WHAT YOU SHOULD DO ▸ Give back the full material exactly. Omit no line.

RECORD EXCERPTS ▸
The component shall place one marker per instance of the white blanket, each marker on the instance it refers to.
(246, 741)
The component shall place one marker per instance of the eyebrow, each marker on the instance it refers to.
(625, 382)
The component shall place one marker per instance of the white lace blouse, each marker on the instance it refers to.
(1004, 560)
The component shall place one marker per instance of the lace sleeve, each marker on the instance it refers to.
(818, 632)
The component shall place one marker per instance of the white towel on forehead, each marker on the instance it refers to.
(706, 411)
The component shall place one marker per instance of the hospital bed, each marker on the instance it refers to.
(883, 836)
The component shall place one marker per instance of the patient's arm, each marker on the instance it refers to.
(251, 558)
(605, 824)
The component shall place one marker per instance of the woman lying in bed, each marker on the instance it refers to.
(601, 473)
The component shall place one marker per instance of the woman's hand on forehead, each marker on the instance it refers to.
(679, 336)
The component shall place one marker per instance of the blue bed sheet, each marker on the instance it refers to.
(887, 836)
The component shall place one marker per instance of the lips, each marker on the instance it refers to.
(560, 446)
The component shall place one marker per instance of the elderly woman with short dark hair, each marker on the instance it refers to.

FINISHED EXERCISE ▸
The component shall place one marker per instance of the white blanket, each marker on the instance it refers to.
(246, 741)
The component shall place one marker per instance of the eyebrow, each marker on the instance it refers to.
(625, 382)
The component shall place one marker per instance of the white lace blouse, each marker on the instance it refers to.
(1004, 560)
The component shall place one marker per instance of the lace sleeve, each marker on the instance it refers to.
(818, 632)
The component shall place one marker per instance of the white towel on forehead, each marker on the instance it refers to.
(706, 411)
The component shall place one marker per instance of the hospital bed, each marker on the instance it refers to.
(883, 836)
The component shall place one marker per instance of the patient's arm, each marker on the instance it refers to.
(251, 558)
(605, 824)
The component shall place one marker per instance of the woman lying in bed, each marker on the instance it refers to.
(601, 473)
The component shall place one marker per instance of the woman's hand on forehead, each marker on the instance it refers to.
(679, 336)
The component shall place one marker per instance of the blue bed sheet, each marker on the instance it refers to.
(887, 836)
The component shall place one marker per instance of the lips, each marker on the instance it refers to.
(560, 446)
The component shall place one marker per instance of the elderly woman with short dark hair, each marker on the instance it refers to.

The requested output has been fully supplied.